┌─ Input rows

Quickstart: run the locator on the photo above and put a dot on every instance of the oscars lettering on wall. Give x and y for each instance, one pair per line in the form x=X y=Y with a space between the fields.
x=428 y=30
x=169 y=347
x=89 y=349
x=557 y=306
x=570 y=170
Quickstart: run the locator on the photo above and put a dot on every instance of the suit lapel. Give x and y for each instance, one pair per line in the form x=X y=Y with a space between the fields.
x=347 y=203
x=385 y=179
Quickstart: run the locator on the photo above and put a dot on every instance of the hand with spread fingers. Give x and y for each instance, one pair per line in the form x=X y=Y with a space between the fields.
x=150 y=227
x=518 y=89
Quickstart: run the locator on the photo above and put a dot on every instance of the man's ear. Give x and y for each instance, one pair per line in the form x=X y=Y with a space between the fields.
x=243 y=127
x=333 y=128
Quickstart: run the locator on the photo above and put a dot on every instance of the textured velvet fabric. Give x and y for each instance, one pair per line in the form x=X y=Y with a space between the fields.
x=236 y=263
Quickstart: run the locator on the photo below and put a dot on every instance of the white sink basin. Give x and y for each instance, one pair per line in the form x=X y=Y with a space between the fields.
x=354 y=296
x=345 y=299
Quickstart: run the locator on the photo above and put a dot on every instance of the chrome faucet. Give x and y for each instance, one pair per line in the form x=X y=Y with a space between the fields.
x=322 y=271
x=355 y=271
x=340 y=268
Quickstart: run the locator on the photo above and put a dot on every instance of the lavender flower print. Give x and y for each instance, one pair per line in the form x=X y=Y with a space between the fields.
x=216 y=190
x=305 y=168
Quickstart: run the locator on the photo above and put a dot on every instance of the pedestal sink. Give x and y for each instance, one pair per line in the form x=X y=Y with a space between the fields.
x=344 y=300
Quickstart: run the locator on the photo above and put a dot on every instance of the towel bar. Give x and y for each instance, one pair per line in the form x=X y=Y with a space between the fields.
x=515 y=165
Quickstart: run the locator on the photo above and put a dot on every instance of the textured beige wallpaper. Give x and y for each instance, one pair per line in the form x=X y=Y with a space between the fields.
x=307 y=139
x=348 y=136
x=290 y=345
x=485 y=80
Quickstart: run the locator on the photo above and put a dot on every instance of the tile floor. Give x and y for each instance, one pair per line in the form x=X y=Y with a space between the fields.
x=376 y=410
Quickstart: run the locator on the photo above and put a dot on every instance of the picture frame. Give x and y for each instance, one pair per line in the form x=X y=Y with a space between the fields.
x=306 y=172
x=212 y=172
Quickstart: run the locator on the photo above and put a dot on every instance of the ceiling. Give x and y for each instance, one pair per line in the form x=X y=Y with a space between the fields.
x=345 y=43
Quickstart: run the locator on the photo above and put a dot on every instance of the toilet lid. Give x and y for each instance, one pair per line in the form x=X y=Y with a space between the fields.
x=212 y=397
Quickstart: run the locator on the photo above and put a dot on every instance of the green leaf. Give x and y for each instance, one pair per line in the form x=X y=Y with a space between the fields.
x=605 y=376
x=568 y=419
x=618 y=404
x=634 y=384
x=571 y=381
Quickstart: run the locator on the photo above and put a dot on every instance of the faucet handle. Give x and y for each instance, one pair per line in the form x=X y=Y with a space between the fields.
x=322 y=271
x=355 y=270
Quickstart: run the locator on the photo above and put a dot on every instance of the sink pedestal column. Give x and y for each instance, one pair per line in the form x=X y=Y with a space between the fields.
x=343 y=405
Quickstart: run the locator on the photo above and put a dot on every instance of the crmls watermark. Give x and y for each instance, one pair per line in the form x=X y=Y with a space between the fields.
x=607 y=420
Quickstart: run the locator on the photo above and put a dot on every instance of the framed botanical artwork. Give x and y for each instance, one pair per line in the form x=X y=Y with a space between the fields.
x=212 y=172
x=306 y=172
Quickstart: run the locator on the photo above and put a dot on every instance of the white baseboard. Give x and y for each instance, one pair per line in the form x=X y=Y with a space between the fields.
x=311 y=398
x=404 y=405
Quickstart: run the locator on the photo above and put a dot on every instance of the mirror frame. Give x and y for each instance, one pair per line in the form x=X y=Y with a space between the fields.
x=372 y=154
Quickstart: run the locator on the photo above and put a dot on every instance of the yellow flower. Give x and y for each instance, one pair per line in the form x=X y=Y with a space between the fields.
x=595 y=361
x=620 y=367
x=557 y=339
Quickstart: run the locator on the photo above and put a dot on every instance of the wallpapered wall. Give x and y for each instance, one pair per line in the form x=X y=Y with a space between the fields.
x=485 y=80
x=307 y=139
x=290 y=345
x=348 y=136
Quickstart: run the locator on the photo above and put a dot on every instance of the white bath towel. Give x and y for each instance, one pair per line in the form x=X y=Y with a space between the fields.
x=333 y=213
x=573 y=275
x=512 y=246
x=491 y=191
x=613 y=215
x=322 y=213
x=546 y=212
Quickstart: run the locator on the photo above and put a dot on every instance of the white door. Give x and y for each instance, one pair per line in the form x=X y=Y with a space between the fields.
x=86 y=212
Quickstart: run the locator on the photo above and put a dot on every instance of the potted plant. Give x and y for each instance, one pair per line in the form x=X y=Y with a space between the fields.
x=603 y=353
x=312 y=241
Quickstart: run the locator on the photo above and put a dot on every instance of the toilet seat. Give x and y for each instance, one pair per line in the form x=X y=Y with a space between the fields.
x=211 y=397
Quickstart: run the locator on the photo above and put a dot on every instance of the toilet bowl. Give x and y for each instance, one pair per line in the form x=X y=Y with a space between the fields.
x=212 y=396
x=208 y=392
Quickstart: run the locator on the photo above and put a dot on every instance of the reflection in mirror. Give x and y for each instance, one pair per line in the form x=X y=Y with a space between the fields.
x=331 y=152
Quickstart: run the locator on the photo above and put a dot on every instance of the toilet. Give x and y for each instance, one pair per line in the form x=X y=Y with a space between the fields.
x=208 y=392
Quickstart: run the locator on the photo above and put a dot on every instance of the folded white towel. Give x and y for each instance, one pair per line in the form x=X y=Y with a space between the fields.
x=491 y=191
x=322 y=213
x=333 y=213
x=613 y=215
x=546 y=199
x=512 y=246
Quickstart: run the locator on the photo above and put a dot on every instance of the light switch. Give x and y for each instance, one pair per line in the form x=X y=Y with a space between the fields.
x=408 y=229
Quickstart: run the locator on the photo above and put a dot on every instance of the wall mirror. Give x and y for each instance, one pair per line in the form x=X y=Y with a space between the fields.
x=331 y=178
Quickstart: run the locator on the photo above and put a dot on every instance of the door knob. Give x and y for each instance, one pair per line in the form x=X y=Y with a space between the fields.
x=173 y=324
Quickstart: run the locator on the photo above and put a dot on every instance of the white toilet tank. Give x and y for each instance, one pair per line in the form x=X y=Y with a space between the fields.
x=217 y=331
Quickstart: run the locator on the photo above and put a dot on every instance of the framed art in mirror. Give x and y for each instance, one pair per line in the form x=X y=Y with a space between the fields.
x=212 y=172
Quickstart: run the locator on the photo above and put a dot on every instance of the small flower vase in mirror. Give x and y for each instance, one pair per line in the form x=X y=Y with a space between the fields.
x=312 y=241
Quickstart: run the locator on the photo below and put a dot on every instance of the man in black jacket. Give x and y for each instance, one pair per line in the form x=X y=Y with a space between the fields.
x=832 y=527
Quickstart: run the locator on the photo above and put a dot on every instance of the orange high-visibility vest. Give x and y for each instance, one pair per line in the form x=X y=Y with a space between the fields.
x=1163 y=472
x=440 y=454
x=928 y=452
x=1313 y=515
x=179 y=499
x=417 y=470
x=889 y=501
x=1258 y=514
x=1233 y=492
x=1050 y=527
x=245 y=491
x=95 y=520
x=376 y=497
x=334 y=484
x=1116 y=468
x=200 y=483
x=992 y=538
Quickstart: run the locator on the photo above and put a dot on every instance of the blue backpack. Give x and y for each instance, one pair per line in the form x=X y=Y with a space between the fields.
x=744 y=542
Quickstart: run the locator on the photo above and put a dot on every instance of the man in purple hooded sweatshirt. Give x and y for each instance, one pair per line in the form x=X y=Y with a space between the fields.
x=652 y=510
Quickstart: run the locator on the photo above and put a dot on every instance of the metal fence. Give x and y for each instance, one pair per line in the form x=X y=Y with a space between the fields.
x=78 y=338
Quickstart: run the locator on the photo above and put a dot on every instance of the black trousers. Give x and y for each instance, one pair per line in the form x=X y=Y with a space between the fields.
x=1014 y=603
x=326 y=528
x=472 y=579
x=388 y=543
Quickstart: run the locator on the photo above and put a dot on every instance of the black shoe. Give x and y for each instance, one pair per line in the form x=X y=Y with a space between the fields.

└─

Put the stretch of the records above from the line containing "of the sink" through the line containing "x=557 y=339" into a numbered list, one line per item, with blank lines omitted.

### Result for this exercise
1. Quickstart: run the locator on the photo above and put a dot on every instance of the sink pedestal column. Give x and y for each instance, one pair per line in the form x=X y=Y with a space between the fields.
2. x=343 y=405
3. Quickstart: run the locator on the photo above and put a dot on every instance of the crmls watermark. Give x and y for each instance, one pair per line in the form x=X y=Y with a space between the fields.
4. x=607 y=420
5. Quickstart: run the locator on the photo above and put a dot on every instance of the framed botanical artwork. Give x and y for each instance, one pair per line in the form x=X y=Y with a space between the fields.
6. x=212 y=172
7. x=306 y=172
8. Quickstart: run the locator on the photo above and put a dot on every instance of the white baseboard. Give x and y for each instance, one pair per line in the form x=X y=Y with a space between the fields.
9. x=311 y=398
10. x=404 y=405
11. Quickstart: run the locator on the photo above and put a dot on every instance of the mirror frame. Give x and y for each instance, one pair per line in the form x=X y=Y with a space between the fields.
12. x=372 y=154
13. Quickstart: run the locator on the photo above and put a dot on every instance of the yellow flower. Give x and y for each instance, one pair per line in the form x=X y=Y with a space between the fields.
14. x=595 y=361
15. x=620 y=367
16. x=557 y=339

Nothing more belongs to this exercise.